_What to work on_
Reproduce the records below exactly as they appear.

Stored entries

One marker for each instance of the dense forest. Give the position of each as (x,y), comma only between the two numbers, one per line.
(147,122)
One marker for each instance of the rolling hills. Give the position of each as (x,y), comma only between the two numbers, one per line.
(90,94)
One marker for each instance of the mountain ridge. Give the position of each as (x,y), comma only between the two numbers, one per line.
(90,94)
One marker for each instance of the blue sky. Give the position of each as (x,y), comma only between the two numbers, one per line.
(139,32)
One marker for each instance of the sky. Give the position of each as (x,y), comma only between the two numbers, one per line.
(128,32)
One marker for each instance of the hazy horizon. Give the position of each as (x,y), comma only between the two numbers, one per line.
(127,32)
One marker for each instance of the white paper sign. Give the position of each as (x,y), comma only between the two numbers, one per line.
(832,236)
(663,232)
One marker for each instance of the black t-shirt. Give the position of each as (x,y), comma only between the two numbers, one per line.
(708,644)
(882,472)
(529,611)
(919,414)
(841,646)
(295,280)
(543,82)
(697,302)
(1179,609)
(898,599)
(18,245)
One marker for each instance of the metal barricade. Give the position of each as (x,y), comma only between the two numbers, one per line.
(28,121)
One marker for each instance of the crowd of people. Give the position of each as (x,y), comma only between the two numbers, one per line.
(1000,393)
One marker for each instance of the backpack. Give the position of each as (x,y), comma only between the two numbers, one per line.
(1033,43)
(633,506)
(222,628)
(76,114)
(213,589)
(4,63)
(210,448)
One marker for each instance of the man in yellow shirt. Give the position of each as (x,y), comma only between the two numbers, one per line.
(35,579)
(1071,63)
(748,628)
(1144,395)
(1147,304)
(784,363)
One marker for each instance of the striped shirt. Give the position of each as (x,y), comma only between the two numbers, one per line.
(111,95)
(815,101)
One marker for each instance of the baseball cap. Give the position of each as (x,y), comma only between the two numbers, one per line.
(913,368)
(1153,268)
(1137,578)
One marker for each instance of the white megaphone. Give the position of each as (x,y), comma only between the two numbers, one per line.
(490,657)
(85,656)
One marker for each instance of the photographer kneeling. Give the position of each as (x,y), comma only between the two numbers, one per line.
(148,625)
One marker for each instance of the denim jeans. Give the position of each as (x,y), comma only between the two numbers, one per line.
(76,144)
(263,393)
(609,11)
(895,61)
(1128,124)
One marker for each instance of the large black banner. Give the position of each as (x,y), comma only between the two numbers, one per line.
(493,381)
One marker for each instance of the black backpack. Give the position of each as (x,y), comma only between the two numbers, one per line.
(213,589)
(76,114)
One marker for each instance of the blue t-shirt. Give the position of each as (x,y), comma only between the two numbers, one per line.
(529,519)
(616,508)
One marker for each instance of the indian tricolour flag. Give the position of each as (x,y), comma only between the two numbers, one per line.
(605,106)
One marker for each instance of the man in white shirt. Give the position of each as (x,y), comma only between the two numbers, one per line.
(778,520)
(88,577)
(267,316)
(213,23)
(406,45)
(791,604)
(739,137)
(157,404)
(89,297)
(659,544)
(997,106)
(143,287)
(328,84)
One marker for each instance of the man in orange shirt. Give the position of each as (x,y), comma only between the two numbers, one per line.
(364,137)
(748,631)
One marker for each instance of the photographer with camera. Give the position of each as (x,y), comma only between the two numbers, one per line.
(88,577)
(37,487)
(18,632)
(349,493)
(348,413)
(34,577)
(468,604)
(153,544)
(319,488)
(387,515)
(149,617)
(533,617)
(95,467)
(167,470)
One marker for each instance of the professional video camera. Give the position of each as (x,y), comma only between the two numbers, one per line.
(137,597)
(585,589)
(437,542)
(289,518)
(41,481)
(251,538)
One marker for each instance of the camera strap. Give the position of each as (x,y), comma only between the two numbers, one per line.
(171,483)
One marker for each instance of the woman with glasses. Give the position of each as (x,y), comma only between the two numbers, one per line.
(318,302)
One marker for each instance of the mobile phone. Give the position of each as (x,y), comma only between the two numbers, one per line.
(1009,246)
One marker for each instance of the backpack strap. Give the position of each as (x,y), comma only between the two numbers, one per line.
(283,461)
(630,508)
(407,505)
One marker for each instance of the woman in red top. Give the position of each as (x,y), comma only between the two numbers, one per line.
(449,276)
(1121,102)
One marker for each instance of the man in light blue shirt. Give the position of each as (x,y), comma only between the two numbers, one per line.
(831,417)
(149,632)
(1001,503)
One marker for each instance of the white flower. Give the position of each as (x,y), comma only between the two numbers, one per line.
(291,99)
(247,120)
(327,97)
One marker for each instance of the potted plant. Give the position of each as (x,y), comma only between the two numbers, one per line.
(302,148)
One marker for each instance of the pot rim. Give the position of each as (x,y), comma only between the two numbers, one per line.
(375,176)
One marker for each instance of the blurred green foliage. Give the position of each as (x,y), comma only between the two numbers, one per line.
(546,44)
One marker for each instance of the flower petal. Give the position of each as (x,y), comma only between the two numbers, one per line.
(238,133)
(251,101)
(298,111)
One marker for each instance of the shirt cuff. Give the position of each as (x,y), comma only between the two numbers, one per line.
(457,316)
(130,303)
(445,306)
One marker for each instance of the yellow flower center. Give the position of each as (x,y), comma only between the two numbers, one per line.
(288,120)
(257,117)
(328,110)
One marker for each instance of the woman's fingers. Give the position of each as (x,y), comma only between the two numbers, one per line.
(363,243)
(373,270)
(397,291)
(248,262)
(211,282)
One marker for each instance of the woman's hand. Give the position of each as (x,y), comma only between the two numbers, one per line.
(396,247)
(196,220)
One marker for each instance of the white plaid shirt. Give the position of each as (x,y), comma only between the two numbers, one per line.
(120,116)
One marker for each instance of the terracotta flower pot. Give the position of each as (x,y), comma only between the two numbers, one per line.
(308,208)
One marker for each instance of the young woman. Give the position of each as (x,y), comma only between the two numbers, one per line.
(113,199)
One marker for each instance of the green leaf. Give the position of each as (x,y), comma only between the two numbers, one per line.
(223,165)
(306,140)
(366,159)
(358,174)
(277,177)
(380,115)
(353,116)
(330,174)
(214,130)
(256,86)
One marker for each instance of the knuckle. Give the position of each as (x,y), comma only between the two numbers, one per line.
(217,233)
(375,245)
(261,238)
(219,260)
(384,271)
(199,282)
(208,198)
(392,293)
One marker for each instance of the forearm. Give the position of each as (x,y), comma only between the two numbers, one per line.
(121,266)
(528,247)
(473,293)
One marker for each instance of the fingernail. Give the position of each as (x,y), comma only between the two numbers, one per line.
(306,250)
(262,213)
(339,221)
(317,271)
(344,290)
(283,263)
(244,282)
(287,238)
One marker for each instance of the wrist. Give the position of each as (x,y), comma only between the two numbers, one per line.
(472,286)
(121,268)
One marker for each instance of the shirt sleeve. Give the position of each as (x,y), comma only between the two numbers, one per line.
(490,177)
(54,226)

_Correct result_
One marker for each instance of the dense forest. Give the position of each as (x,y), comma only between the two numbers, one per line.
(147,122)
One marker for each instance of the rolling hills. Give the position of each as (x,y), comma only between the two numbers, one per line.
(90,94)
One marker for each instance of the mountain ridge. Give the position of each as (x,y), comma only between the two numbers, one per line.
(90,94)
One marker for each instance of the blue sky. Give the position of each as (x,y), comma only between the two numbers, one per line.
(139,32)
One marker for each instance of the sky. Give the position of each as (x,y), comma only between the two numbers, one per line.
(128,32)
One marker for each instance of the hazy horizon. Give the position of each as (x,y), comma only between the two numbers, one per line.
(127,32)
One marker for each instance of the white paper sign. Give the position of each as (x,y), comma only between the two numbers, one per line.
(832,236)
(663,232)
One marker for each instance of the black t-shirt. Give the position of each as (x,y), comma only between the two numbers, one per line.
(708,644)
(882,472)
(529,611)
(919,414)
(841,646)
(295,280)
(543,82)
(697,302)
(1179,609)
(898,599)
(18,245)
One marker for each instance of the metal barricade. Give the position of each as (x,y), comma only between the two numbers, one per line.
(28,121)
One marker for each instance of the crowd of people. Give the position of each as (x,y), comma only between the two numbers, one per line.
(1000,393)
One marker for each instance of the backpack. Give the position of each as (x,y), comma only between the two numbers, one per line.
(1033,43)
(633,506)
(222,628)
(76,114)
(213,589)
(4,63)
(210,448)
One marker for each instance of the man in yellow shirt. Give the position of each as (x,y), comma only between the two numbers, one per line.
(35,579)
(1071,63)
(748,628)
(1144,395)
(1147,304)
(784,363)
One marker for each instance of the striped shirt. Give the position of each as (x,y), comma only between the two numbers, one per line.
(111,95)
(815,101)
One marker for each instance of the baseball cap. Give the position of each as (x,y), comma only between the two numbers, one per line.
(913,368)
(1153,268)
(1137,578)
One marker for each instance of the white megaphone. Give the position of each as (x,y), comma only between the two numbers, one per line.
(490,657)
(85,656)
One marker for each instance of the photographer kneeling. Give the position of each as (x,y), comma only between the two numbers, one per line.
(148,625)
One marker for each instance of the denim jeans. Give the position of each as (x,y), comma only between the two numbers, one per line.
(76,144)
(263,393)
(609,11)
(895,61)
(1128,124)
One marker for each instance of the large black banner. Give the position of each as (x,y), comma only between the two numbers, one per line.
(493,381)
One marker for each instance of the black backpack. Give the position of each as (x,y), comma only between the two numbers, one per line.
(213,589)
(76,114)
One marker for each instance of the blue t-shirt. Give the position of each as (x,y), comma only between the two numbers, one per line.
(529,519)
(616,508)
One marker for each instance of the indian tricolour flag. Give the position of each as (x,y), comma only between the two numbers, one per line.
(605,106)
One marker for each instance of the man in white shirt. Give the position of each as (x,y), comma only between the two numbers, one per line.
(778,520)
(88,577)
(267,316)
(213,23)
(406,45)
(791,604)
(739,137)
(157,404)
(89,297)
(659,544)
(997,106)
(143,287)
(328,84)
One marker for each instance of the man in orange shirt. Give the position of each as (x,y), comma only between the two numbers, one per line.
(364,137)
(748,631)
One marker for each instance of the photographer with camera. Give the position of each as (x,y), comma only between the two numbers, one per line.
(88,577)
(37,487)
(18,632)
(349,493)
(348,413)
(34,577)
(468,604)
(153,544)
(319,488)
(387,515)
(149,617)
(533,617)
(95,467)
(167,470)
One marker for each instance of the professional video camera. Give the position of each as (x,y), comma only between the two numbers, one per line.
(137,597)
(585,589)
(437,542)
(289,518)
(41,481)
(251,538)
One marker for each instance of the camera strap. Give the position of each as (x,y), comma only between the two numbers, one per line.
(171,483)
One marker for each instance of the woman with glasses. Give the position of each as (x,y), comma only between the two numbers, one per line.
(318,302)
One marker for each instance of the mobile phone. Give the position of each as (x,y), comma only between the two numbers, one per line.
(1009,246)
One marker for each instance of the backpack strap. Give the position of each as (x,y), comma only between the two numbers, one per line.
(283,461)
(630,508)
(407,505)
One marker for each instance of the woman in red top. Give the position of each as (x,y), comma only between the two numbers, one per line.
(449,276)
(1121,102)
One marker for each instance of the man in light blue shirt. Give the position of each as (x,y), comma only between the two numbers, one per line.
(831,417)
(149,632)
(1001,503)
One marker for each instance of the white flower. Give the position of each as (x,y), comma only between the two numbers, one per line.
(291,99)
(247,120)
(327,97)
One marker for each instance of the potted plant. Give the position of each as (x,y), comma only between the two numbers, one per line.
(302,148)
One marker for each instance of the pot rim. Give the position of each as (x,y), comma only between the two numbers, one per line.
(375,176)
One marker for each instance of the blurred green foliage. Give the position of each as (x,y), comma only between the two numbers, one per line.
(546,44)
One marker for each instance of the flower petal. Give the position of each as (x,y), comma only between the two numbers, one per line.
(238,133)
(251,101)
(298,111)
One marker for each instance of the shirt cuff. Give the position of each as (x,y), comma only between the two numbers, one per line.
(457,316)
(130,303)
(445,306)
One marker for each instance of the yellow flower center. Give the position of each as (x,y), comma only between the two numbers, one per line.
(288,120)
(257,117)
(328,110)
One marker for each instance of the woman's fingers. Give the position of each as (x,y), comma only between the two numbers, one per line.
(363,243)
(373,270)
(397,291)
(248,262)
(211,282)
One marker for each instance of the woman's hand. Give the position of each as (x,y), comma only between the two numbers, one per line.
(396,247)
(196,220)
One marker for each instance of the white plaid shirt. Give the position of each as (x,y), comma only between the two numbers, one per line.
(120,116)
One marker for each instance of the terracotta flower pot. Give the position of each as (x,y), comma only between the two numbers, one per line.
(308,208)
One marker for each instance of the young woman. Give the position of each as (x,y), comma only between the two numbers, one per line.
(113,199)
One marker for each instance of the green leaf. Give the position of each as (x,y), comma only between the two numbers, one per line.
(223,165)
(306,140)
(366,159)
(358,174)
(277,177)
(380,115)
(353,116)
(330,174)
(214,130)
(256,86)
One marker for each instance of the knuckle. Give the position of each as (x,y), comma only between the two numbers, one per line.
(217,233)
(375,245)
(261,238)
(219,260)
(384,271)
(199,282)
(208,198)
(392,293)
One marker for each instance of the forearm. Give the position of each as (x,y), comma only between the two numbers, one per line.
(121,266)
(528,247)
(473,293)
One marker for each instance of the fingernail. Give the position of each as (x,y), comma only between the two numbers, one per line.
(306,250)
(262,213)
(339,221)
(317,271)
(344,290)
(283,263)
(244,282)
(287,238)
One marker for each instance of the wrist. Give the position of each as (x,y), comma only between the two numbers, one per line.
(472,286)
(121,268)
One marker for each instance of the shirt sleeve. Give the position of each as (x,y), comma only between the two numbers, one per line.
(490,177)
(54,226)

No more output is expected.